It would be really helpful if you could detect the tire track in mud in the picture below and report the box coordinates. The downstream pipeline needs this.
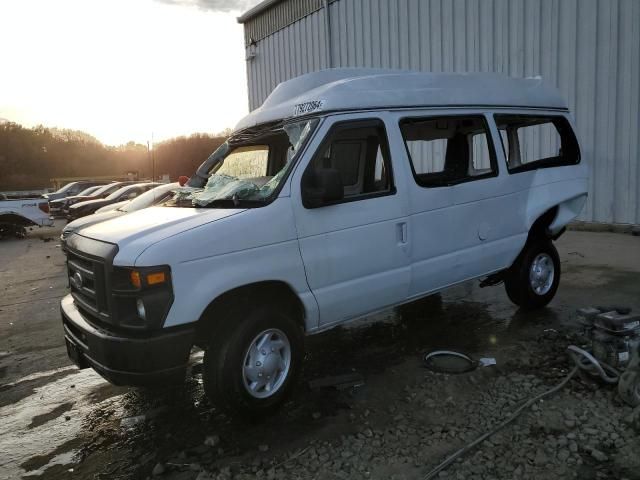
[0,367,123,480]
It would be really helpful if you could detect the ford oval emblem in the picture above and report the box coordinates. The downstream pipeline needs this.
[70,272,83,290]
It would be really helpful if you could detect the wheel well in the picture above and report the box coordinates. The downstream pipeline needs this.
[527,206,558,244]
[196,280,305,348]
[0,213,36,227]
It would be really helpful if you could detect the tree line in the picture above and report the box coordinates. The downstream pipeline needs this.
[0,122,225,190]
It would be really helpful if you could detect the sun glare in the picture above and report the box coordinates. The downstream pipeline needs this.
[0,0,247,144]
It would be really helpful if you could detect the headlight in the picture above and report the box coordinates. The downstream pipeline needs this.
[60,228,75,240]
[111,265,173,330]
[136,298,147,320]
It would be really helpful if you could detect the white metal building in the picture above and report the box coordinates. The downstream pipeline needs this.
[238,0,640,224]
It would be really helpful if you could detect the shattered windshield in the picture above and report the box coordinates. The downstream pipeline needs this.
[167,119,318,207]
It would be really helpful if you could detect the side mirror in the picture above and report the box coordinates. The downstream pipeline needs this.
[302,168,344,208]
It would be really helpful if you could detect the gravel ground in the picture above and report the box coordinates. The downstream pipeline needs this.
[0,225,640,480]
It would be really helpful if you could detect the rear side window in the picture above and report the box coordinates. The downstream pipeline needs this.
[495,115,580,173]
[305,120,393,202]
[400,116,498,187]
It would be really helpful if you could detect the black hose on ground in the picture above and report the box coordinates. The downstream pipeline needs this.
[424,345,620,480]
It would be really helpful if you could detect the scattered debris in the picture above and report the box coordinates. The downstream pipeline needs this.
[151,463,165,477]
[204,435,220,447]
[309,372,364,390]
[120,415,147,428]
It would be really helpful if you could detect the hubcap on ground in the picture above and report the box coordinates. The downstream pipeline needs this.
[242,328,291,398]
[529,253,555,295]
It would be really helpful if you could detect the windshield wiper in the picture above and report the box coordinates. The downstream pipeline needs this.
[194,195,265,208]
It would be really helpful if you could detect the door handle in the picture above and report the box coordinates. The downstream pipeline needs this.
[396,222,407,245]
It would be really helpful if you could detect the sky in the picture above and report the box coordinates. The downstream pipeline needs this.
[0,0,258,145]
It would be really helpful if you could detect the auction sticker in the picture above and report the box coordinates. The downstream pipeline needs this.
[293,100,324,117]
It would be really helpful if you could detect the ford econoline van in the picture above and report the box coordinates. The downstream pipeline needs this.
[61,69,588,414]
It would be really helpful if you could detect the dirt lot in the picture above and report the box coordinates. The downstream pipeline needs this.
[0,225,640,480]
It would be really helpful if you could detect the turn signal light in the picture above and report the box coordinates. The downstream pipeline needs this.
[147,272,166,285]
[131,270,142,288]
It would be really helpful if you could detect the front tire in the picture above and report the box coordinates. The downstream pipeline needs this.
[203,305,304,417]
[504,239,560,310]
...
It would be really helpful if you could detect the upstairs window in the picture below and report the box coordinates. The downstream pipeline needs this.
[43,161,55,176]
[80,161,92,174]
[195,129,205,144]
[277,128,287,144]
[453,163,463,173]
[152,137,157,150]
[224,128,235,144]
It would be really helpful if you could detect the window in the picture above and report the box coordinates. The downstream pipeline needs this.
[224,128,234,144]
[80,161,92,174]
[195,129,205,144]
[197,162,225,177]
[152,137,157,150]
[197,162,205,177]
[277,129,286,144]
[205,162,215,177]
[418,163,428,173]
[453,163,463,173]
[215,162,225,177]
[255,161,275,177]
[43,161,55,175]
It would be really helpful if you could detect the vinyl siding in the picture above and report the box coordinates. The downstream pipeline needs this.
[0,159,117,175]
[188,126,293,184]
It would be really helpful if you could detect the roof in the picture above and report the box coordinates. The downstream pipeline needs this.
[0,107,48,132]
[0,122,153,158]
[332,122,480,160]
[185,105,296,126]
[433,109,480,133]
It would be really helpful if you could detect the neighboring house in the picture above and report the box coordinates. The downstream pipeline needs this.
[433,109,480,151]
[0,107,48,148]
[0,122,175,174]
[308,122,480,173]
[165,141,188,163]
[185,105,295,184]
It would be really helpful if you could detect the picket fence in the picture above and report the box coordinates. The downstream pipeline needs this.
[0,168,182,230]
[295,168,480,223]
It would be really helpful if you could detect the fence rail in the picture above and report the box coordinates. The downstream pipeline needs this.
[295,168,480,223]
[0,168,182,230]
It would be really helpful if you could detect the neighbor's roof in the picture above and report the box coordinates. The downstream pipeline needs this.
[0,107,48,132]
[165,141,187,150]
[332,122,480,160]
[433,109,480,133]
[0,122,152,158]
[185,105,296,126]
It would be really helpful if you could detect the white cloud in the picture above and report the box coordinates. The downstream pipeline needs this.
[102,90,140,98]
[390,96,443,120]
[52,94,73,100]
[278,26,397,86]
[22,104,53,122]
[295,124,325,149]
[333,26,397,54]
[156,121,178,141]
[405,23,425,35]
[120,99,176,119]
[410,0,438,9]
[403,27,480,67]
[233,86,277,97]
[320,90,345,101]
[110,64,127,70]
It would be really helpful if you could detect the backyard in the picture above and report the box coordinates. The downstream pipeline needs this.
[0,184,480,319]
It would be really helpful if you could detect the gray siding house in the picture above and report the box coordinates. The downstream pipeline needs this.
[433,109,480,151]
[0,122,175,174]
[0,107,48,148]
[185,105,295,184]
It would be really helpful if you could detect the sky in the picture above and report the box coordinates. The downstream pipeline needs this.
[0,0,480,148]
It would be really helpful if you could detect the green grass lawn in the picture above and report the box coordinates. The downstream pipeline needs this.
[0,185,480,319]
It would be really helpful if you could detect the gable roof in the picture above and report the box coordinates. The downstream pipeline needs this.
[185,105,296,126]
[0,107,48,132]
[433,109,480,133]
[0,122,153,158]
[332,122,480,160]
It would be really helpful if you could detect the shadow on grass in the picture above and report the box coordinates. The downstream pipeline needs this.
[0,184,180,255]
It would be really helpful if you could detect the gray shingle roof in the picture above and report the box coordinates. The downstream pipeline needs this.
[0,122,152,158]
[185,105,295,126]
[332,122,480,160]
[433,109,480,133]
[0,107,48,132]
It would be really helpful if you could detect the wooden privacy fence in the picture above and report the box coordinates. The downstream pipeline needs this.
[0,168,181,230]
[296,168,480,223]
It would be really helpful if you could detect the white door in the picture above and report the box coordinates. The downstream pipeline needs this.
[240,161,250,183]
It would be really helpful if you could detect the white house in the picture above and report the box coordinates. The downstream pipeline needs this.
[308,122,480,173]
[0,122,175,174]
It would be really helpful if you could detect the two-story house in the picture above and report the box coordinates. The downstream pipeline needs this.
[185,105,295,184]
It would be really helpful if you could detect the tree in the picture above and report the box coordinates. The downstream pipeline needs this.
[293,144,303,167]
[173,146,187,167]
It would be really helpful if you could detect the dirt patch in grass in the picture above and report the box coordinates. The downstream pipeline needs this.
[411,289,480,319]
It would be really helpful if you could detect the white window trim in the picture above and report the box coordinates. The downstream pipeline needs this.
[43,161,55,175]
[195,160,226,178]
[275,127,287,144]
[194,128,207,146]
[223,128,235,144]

**Requirements:** Convert the rows from the line containing "It would be really helpful if you could detect the tire" up to and including the line containing "[0,0,247,144]" into a Markdown table with the columns "Row" and "Entry", numbering each row and leaving out blank lines. Omit the pictures from the answer.

**Exercise response:**
| Row | Entry |
|---|---|
| 1 | It would be really helpful if you could detect the tire track in mud in the picture below and report the box coordinates. The downstream pipeline needs this. |
| 2 | [0,367,123,480] |
| 3 | It would be really helpful if you could detect the ford oval emblem in the picture above and report the box coordinates. The downstream pipeline needs this. |
| 4 | [70,272,83,290] |
| 5 | It would be really helpful if you could detect the wheel well in the picture above and report the box coordinates. The downstream pipeline needs this. |
| 6 | [527,206,558,244] |
| 7 | [196,280,305,348] |
| 8 | [0,213,36,227] |
| 9 | It would be really helpful if you could detect the tree line in the picture above and report the box coordinates. The downstream pipeline needs this. |
| 10 | [0,122,225,190] |
| 11 | It would be really helpful if you could detect the sun glare in the picture above and report the box coordinates. The downstream pipeline needs this. |
| 12 | [0,0,247,144] |